# What the exercise asks
Can you render every line of the rows below as a numbered list, leaving out any blank lines?

# Working data
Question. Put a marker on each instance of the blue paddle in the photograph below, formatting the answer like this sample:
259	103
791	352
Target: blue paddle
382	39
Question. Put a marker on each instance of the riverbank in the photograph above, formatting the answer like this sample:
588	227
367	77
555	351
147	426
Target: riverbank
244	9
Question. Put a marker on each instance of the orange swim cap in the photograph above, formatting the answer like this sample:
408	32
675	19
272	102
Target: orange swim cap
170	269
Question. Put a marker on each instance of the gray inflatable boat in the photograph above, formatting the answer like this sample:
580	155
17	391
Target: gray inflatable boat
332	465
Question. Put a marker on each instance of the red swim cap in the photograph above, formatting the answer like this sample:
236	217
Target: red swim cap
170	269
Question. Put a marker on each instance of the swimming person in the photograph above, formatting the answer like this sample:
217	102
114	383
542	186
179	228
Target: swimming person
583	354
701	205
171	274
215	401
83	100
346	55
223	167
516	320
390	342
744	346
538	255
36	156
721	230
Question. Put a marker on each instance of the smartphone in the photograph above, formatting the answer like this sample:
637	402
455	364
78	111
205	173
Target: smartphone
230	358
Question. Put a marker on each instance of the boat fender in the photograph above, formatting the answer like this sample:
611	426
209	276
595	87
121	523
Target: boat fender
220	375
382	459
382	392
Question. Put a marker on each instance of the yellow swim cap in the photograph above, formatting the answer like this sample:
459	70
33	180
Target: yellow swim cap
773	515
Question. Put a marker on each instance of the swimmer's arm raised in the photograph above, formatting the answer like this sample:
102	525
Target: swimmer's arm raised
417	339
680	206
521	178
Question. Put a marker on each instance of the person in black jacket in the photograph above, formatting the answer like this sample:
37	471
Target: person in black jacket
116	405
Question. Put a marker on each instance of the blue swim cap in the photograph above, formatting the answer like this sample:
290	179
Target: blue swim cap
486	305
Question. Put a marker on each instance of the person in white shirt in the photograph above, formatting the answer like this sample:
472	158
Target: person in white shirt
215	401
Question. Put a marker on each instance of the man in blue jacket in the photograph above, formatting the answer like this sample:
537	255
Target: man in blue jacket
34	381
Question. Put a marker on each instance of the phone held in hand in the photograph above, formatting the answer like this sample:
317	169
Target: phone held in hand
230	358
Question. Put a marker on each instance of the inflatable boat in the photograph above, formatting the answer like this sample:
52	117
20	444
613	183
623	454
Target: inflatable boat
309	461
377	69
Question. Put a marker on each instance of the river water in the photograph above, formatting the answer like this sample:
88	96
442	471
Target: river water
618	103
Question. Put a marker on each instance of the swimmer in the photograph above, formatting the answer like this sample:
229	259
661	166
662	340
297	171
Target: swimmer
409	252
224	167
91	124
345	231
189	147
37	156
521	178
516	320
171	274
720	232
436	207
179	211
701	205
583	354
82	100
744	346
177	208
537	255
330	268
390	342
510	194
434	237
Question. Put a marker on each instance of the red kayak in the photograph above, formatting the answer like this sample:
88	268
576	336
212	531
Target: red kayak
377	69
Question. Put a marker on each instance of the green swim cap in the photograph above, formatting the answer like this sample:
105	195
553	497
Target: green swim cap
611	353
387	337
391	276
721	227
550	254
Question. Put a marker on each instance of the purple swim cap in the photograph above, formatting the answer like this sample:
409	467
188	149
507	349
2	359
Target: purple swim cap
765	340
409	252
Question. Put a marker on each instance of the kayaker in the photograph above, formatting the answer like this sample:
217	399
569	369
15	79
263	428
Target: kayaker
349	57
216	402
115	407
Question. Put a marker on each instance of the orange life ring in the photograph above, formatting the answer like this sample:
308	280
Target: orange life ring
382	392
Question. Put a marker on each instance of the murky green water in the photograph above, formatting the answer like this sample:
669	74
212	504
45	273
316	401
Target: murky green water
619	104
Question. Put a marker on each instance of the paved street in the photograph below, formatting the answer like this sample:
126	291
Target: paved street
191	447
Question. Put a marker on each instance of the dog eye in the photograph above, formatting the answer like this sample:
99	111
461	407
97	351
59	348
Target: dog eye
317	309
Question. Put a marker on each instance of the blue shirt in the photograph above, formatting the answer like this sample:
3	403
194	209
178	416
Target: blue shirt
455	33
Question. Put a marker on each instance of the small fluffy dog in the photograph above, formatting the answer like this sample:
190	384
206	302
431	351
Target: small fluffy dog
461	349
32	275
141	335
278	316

# Response to the task
1. Question. Put a marker on each instance of the blue paddle in the photograph below, formatting the answer like this sample:
2. 259	103
3. 791	352
4. Target: blue paddle
5. 382	39
6. Question. Put a marker on each instance of the riverbank in the photograph above, formatting the answer like this sample:
7. 588	227
8. 367	77
9. 555	351
10. 147	426
11. Target: riverbank
12. 244	9
13. Question. Put a marker on each instance of the orange swim cap in the photograph above, formatting the answer like this sample:
14. 408	32
15. 675	19
16. 272	102
17. Target: orange swim cap
18. 170	269
19. Question. Put a marker on each instance of the gray inflatable boat in the photograph above, formatting the answer like this sample:
20. 580	155
21. 17	391
22. Target: gray inflatable boat
23. 332	465
24. Question. Put a marker on each instance of the red swim cap in the photograph above, formatting the answer like this sample:
25. 236	217
26. Target: red swim cap
27. 170	269
28. Question. Put a marker on each instance of the swimming person in the photograph above, formatting the answer like this sample:
29. 217	102
30. 114	383
31. 542	186
32. 179	228
33. Target: swimming person
34. 583	354
35. 701	205
36. 171	274
37. 215	401
38. 83	100
39. 346	55
40. 223	167
41. 516	320
42. 390	342
43. 744	346
44. 538	255
45. 36	156
46. 721	230
47. Question. Put a marker on each instance of the smartphone in the photograph above, formatting the answer like this sample:
48. 637	402
49. 455	364
50. 78	111
51. 205	173
52. Target: smartphone
53. 230	358
54. Question. Put a marker on each instance of the boat fender in the photograph above, formatting the answer like this sample:
55. 611	426
56. 209	276
57. 595	87
58. 121	523
59. Target: boat fender
60. 220	375
61. 382	459
62. 382	392
63. Question. Put a marker on each instance of the yellow swim cap in the photograph above, formatting the answer like this sample:
64. 459	70
65. 33	180
66. Target: yellow swim cap
67. 773	515
68. Question. Put a marker on each instance of the swimmer's arm raised in the photograph above, formatting the answer like this sample:
69. 102	525
70. Target: swimmer's arm raised
71. 417	339
72. 680	206
73. 521	178
74. Question. Put a marker on each instance of the person in black jacket in the photograph above, formatting the answer like this sample:
75. 37	471
76. Target: person in black jacket
77. 116	405
78. Question. Put a marker on each instance of the blue swim cap in the photograph above, formatting the answer like this sample:
79. 290	179
80. Target: blue swim cap
81. 486	305
82. Question. Put a marker on each instance of the person in white shirt in the photograph above, formatting the answer like this sample:
83. 472	158
84. Target: person in white shirt
85. 215	401
86. Question. Put a marker on each instance of the man in blue jacket in the photograph above, formatting the answer like this sample:
87. 537	255
88. Target: man in blue jacket
89. 34	381
90. Question. Put a marker on each instance of the phone held in hand in the photograph above, formatting the answer like this sample:
91. 317	169
92. Target: phone held in hand
93. 230	358
94. Question. Put a marker on each instance of the inflatable boat in the photograph above, formatting the answer like this sample:
95. 52	117
96. 20	444
97. 613	183
98. 623	454
99. Target: inflatable boat
100. 309	461
101. 377	69
102. Question. Put a marker on each instance of the river water in the photograph above, formatting the answer like this sample:
103. 88	96
104. 442	471
105. Target: river water
106. 618	103
107. Question. Put a marker on each instance of the swimmer in the photograph above, formatting the answer like this sample:
108. 229	259
109. 661	166
110. 662	340
111. 297	171
112. Target: swimmer
113. 409	252
114. 224	167
115. 91	124
116. 345	231
117. 189	147
118. 37	156
119. 521	178
120. 516	320
121. 171	274
122. 720	232
123. 436	207
124. 179	211
125. 701	205
126. 583	354
127. 82	100
128. 744	346
129. 177	208
130. 537	255
131. 330	268
132. 390	342
133. 510	194
134. 434	237
135. Question. Put a marker on each instance of the red kayak in the photograph above, formatting the answer like this sample:
136. 88	268
137. 576	336
138. 212	531
139. Target: red kayak
140. 377	69
141. Question. Put a marker on each instance of the green swim cap in the photograph above, formatting the answer like this sample:
142. 105	195
143. 553	497
144. Target: green swim cap
145. 611	353
146. 387	337
147. 391	276
148. 721	227
149. 550	254
150. Question. Put a marker on each instance of the purple swim cap in the photograph above, formatting the answer like this sample:
151. 409	467
152. 188	149
153. 507	349
154. 2	359
155. Target: purple swim cap
156. 765	340
157. 409	252
158. Question. Put a marker on each instance of the kayaker in the photograph above, formatting the answer like this sample:
159. 217	399
160. 569	369
161. 15	79
162. 263	428
163. Target: kayaker
164. 349	57
165. 216	402
166. 115	407
167. Question. Put a marker on each instance of the orange life ring in the photograph above, formatting the answer like this sample:
168. 308	280
169. Target: orange life ring
170. 382	392
171. Question. Put a marker on each instance of the murky green water in the photograph above, formatting the answer like this sample:
172. 669	74
173. 212	504
174. 45	273
175. 316	401
176. Target: murky green water
177. 619	104
178. Question. Put a marker on each instance of the paved street in the photograph below, formatting the answer like this sample:
179. 126	291
180. Target: paved street
181. 191	447
182. Question. Put a marker on each instance of the dog eye in the photograph above, formatting the answer like this sample:
183. 99	111
184. 461	407
185. 97	351
186. 59	348
187. Target: dog eye
188. 317	309
189. Question. Put a marker on each instance of the blue shirt in the photograph above, formatting the answer like this sample:
190. 3	403
191. 194	209
192. 178	416
193. Target: blue shirt
194. 455	33
195. Question. Put a marker on each instance of the small fluffy dog in the photograph above, formatting the answer like this sample:
196. 190	384
197. 206	302
198. 431	351
199. Target: small fluffy dog
200. 461	349
201. 32	275
202. 141	335
203. 278	316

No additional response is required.